(Point labeling data)
※

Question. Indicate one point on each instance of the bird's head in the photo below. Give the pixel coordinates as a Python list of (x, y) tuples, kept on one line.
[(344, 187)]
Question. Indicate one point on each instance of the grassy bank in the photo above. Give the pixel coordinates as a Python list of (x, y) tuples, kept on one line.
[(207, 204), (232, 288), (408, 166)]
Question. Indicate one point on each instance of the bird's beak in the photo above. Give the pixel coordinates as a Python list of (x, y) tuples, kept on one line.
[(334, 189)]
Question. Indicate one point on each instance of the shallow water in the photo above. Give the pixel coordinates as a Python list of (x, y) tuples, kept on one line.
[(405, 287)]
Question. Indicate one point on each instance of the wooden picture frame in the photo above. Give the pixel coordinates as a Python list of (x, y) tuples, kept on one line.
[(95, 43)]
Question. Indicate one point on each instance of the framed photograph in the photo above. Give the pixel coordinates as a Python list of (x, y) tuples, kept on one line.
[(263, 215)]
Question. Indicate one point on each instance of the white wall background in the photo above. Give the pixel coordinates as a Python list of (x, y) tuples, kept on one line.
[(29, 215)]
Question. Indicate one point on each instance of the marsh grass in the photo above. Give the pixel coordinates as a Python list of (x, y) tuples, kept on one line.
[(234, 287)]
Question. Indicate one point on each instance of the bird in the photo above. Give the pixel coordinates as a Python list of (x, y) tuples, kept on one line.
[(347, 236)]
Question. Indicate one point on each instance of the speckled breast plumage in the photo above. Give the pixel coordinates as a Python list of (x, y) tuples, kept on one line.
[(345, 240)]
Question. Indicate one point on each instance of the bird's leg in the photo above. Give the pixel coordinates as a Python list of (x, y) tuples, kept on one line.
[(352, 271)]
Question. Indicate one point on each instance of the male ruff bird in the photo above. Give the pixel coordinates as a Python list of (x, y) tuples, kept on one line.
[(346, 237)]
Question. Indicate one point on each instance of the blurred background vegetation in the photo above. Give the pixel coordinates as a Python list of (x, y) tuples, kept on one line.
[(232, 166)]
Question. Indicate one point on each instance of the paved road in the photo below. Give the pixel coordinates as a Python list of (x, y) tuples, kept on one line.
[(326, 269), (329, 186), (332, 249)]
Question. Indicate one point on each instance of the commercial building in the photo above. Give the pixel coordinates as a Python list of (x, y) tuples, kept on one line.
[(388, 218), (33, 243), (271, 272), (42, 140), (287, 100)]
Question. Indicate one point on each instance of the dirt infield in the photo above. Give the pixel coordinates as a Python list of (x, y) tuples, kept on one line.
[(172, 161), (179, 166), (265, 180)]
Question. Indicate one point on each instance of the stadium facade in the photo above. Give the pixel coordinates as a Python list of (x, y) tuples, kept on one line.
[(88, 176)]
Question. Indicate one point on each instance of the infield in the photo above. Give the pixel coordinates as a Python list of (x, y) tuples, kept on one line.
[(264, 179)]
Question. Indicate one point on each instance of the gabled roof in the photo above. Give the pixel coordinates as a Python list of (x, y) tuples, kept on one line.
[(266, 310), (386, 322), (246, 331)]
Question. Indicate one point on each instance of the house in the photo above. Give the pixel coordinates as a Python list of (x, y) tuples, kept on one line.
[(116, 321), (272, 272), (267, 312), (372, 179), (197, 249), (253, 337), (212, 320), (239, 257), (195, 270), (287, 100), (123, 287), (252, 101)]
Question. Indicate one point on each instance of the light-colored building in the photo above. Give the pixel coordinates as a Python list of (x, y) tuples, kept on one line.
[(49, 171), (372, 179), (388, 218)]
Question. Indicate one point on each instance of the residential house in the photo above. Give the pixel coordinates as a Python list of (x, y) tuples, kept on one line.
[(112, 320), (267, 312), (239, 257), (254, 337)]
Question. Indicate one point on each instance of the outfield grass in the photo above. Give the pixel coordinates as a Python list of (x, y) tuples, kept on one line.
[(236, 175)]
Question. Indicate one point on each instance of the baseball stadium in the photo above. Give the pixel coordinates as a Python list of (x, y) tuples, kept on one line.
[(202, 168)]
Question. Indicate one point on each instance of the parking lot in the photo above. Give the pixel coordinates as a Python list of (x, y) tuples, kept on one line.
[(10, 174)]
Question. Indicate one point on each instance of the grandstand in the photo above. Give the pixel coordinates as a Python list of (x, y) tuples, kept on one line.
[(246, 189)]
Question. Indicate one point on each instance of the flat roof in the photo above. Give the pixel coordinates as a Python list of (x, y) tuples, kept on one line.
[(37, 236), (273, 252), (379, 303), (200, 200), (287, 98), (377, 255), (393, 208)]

※

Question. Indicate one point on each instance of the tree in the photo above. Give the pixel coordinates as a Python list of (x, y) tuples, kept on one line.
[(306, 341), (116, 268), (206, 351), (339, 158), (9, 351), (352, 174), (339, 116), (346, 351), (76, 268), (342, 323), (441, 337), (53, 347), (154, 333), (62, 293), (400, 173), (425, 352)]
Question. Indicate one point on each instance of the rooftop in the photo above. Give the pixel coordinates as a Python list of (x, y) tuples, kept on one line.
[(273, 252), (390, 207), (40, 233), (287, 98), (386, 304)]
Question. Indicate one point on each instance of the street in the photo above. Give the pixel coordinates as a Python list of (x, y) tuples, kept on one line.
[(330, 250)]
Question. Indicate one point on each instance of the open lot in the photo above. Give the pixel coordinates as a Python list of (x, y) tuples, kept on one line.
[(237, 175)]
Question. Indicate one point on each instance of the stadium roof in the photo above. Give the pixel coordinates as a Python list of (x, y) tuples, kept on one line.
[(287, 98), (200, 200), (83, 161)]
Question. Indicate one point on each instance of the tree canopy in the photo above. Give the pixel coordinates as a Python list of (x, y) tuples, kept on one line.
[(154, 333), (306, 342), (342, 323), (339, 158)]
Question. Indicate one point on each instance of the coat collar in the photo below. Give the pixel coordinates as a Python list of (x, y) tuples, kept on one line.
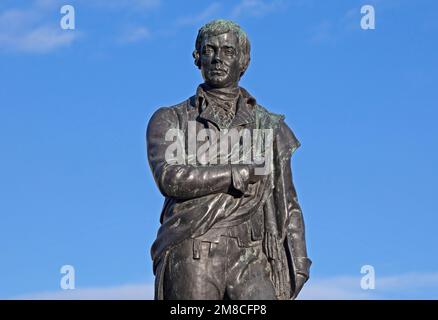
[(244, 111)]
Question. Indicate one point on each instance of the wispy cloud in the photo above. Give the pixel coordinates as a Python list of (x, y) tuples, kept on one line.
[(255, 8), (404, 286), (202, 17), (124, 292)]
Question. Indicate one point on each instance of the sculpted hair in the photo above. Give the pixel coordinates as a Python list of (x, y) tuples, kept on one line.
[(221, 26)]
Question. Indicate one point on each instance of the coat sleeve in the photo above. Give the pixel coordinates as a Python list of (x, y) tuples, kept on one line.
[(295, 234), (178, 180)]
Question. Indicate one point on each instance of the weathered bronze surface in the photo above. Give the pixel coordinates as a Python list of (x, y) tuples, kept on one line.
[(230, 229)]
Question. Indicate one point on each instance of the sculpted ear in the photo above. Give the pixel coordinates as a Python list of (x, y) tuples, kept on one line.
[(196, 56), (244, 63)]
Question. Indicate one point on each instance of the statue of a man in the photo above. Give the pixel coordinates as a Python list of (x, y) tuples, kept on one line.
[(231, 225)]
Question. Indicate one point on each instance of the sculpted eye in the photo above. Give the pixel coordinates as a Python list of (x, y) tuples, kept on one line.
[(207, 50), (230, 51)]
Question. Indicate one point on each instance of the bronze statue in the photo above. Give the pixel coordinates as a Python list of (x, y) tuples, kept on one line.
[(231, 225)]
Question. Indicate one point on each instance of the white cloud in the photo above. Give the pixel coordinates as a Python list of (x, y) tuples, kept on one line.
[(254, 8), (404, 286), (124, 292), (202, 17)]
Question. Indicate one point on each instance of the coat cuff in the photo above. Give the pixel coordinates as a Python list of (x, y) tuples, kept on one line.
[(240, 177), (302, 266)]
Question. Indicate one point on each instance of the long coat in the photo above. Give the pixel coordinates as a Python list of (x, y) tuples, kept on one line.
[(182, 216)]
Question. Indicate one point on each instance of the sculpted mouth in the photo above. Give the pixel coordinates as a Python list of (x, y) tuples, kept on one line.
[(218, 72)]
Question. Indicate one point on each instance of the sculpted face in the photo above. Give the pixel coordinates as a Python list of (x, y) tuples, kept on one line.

※

▶ **Written problem**: Which lines in the data above contain the word "sculpted"? Copy each of them out in full.

▶ **Exercise solution**:
Question. Indicate one point on each instance of the sculpted hair in the photo above. Give the pixel coordinates as a Python list of (x, y) tuples, kept on one line.
Question. Indicate one point on each instance of the sculpted ear in the photo above. Give the pixel coordinates as a Python list of (x, y) tuples, kept on one line.
Question. Indicate one point on each instance of the sculpted eye in the photo above. Give the pixel coordinates as a Python list of (x, y) tuples, kept on one line.
Question. Indicate one point on each instance of the sculpted mouth in the photo above. Give the pixel coordinates as a Python list of (x, y) tuples, kept on one line.
Question. Indicate one point on each instance of the sculpted face in the photo above. Give the pixel coordinates as a Python list of (x, y) tuples, kept on one line.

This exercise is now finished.